▸ **Task**: Please repeat the lines below, exactly and only, from the one that holds "positive clicks: (272, 350)" through the one that holds "positive clicks: (152, 79) (252, 90)".

▸ **Records for processing**:
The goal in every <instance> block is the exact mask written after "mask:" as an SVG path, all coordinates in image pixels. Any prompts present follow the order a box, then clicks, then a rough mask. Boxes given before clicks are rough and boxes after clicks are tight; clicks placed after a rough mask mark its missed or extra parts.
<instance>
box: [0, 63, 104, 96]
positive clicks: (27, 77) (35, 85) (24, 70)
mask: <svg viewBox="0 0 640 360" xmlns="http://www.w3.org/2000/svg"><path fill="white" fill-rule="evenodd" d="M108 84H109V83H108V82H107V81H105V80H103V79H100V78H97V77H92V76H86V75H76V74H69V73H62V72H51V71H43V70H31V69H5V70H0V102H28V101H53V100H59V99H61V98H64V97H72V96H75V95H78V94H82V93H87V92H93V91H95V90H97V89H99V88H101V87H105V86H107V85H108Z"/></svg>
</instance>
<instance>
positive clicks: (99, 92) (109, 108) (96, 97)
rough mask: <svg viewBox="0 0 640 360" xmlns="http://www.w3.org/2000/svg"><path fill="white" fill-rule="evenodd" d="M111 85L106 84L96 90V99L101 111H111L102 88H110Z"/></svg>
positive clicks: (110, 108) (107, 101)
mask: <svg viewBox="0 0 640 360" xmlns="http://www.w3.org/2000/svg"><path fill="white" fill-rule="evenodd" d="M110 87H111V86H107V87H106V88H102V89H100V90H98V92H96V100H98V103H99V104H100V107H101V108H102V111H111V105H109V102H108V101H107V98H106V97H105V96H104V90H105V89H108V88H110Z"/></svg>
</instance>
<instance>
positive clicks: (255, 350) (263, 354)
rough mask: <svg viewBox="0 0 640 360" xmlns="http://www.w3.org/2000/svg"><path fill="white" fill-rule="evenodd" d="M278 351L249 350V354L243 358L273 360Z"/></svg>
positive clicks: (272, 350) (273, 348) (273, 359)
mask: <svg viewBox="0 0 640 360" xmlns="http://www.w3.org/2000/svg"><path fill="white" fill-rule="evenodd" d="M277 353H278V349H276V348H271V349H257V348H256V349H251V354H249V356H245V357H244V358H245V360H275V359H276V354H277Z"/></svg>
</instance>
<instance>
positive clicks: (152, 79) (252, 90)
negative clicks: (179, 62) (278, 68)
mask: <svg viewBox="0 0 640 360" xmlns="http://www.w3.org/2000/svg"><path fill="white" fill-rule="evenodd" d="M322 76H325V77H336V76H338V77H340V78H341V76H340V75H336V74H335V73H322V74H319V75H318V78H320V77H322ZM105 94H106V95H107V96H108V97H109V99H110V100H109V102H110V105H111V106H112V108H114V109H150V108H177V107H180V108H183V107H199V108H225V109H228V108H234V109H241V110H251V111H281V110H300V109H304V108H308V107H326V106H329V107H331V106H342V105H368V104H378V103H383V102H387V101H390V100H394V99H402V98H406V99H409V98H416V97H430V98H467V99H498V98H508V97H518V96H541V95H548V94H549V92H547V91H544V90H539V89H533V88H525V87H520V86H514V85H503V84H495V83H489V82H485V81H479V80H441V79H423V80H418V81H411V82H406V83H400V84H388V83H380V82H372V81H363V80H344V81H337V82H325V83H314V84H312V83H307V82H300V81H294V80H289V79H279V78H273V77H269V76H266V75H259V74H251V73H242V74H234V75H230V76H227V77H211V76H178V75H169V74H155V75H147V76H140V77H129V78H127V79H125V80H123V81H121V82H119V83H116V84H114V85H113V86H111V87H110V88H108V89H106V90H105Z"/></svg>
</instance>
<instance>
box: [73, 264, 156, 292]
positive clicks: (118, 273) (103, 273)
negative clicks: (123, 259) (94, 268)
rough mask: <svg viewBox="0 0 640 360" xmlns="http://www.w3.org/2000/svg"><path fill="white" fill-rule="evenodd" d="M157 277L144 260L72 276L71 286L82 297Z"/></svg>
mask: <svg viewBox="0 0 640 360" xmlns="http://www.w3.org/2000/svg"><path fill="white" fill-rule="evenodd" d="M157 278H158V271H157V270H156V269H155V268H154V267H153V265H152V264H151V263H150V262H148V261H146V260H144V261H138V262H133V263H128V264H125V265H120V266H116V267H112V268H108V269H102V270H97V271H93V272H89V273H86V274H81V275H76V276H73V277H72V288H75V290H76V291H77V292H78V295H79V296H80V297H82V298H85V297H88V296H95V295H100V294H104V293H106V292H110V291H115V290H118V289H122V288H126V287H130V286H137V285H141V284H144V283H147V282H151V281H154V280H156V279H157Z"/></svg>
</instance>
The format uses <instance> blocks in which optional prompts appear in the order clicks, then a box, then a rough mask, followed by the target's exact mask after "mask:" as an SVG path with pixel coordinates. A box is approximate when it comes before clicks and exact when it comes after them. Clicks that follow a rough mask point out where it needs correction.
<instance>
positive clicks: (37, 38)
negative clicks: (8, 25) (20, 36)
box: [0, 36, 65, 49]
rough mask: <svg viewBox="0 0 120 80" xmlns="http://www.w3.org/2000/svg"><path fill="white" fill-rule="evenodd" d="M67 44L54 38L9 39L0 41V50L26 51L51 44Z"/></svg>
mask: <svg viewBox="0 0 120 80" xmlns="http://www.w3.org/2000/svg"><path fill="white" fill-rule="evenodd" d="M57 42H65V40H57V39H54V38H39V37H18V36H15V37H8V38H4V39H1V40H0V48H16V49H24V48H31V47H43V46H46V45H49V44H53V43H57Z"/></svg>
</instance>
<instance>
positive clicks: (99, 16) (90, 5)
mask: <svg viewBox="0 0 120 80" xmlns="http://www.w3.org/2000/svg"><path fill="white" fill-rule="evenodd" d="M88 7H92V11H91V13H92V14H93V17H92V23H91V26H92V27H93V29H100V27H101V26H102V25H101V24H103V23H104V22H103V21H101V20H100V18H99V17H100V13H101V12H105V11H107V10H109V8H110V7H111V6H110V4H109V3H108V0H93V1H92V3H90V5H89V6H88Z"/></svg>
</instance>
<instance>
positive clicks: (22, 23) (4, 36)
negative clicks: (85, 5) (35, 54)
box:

▸ **Solution for this problem**:
positive clicks: (272, 350) (273, 348) (273, 359)
mask: <svg viewBox="0 0 640 360" xmlns="http://www.w3.org/2000/svg"><path fill="white" fill-rule="evenodd" d="M277 353H278V349H276V348H271V349H257V348H256V349H251V354H249V356H245V357H244V358H245V360H275V359H276V354H277Z"/></svg>
</instance>
<instance>
positive clicks: (152, 79) (252, 90)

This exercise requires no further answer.